▶ _ПРИВЕДЁННЫЙ ОТРЫВОК_:
Скуки не было. Первая книга воспоминаний — страница 74 из 131

Ну, немцы — люди аккуратные: пошли, взяли, увезли. А был этот Полин младший брат того же возраста, что гайдаровские Санька Карякин и Пашка Букамашкин. И пионервожатая, выдавшая на смерть младшего Полиного брата, тоже, конечно, была «вовсе не такая уж фашистка».

Вернемся, однако, в год 1936-й.

Точно так же — «в тоне юмора» — возникала сперва еврейская тема в другой любимой книжке моего детства — «Кондуите и Швамбрании» Льва Кассиля.

Маленький Оська спрашивает у старшего брата: что такое еврей? Тот отвечает:

— Ну, народ такой… Бывают разные. Русские, например, или вот дошлые. Дошлый народ, папа говорит, есть…

В процессе этой — сразу комически начавшейся — беседы Оська узнает, что и он, и его старший брат Леля, и его папа — евреи. Он поражен открытием. Засыпая, уже сквозь сон, он спрашивает:

— Леля!

— Ну?

— И мама — еврей?

— Да. Спи.

И уже совсем поздно, когда возвращаются домой из гостей родители, проснувшийся Оська (он, видно, и во сне не переставал думать о сделанном им открытии) завершает тему, задав спросонья свой последний вопрос:

— Мама, а наша кошка — тоже еврей?

Но были в книге Кассиля и совсем другие эпизоды, в которых эта проклятая еврейская тема решалась уже далеко не так легко и благостно.

Помню, например, такую сцену.

▶ _ПЕРЕЧЕНЬ СТРОК_:
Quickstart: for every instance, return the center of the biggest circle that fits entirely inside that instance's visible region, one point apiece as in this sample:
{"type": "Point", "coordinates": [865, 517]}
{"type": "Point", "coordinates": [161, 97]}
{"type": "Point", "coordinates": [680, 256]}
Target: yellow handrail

▶ _ЗАДАНИЕ 1_: Обновите отрывок воспоминаний, начиная со слов «Но были в книге» и заканчивая словами «например, такую сцену.», и замените в нём «эпизоды» на «сцены».
▶ _ЗАДАНИЕ 2_: Допишите отрывок воспоминаний дальше, начиная сразу после его последнего предложения.

▶ _ОТВЕТ 1_:
Но были в книге Кассиля и совсем другие сцены, в которых эта проклятая еврейская тема решалась уже далеко не так легко и благостно.

Помню, например, такую сцену.

▶ _ОТВЕТ 2_:
В гимназии, где учится маленький Леля, на уроке истории учитель вдруг заводит речь о немцах (идет уже Первая мировая война), которые кровожадностью и зверством превзошли даже прославившихся своей бесчеловечностью мусульман. А в классе — несколько мальчиков-немцев. И весь класс, слушая эти речи учителя, с холодной жестокостью смотрит на них. И тут один из них говорит:

— А евреи? Ведь правда же, они тоже кровожадны? И продают Россию…

Теперь весь класс оборачивается на Лелю. А он краснеет так мучительно, что ему кажется, будто хлынувшая в лицо кровь вот-вот прорвется сквозь кожу щек наружу.

Еврейскую тему учитель не поддерживает. «Это не относится к уроку», — уклончиво говорит он. Но после урока, во время большой перемены на доске появляются крупные надписи мелом: «Бей немчуру!», «Все жиды — изменники!»

А в начале следующего урока — закона Божия — в класс входит инспектор. Он подходит к Лелиной парте и, стоя за его спиной, возглашает: «Язычники, изыдите!.. Дежурный, изгони нечестивых из храма!»

И Леля вместе с немцами понуро покидает класс.

Эпизод этот я, как видите, запомнил во всех подробностях. Но при этом очень хорошо помню, что эмоционально он меня никак не задел. То есть — задел, конечно. Но — как литература. Правильнее даже будет сказать так: он не задел меня как еврея. Ко мне — ко мне лично! — это не имело никакого отношения. Ведь все это происходило до революции. А я жил совсем в другое время, в совсем другой стране, где ничего похожего произойти, конечно, не могло.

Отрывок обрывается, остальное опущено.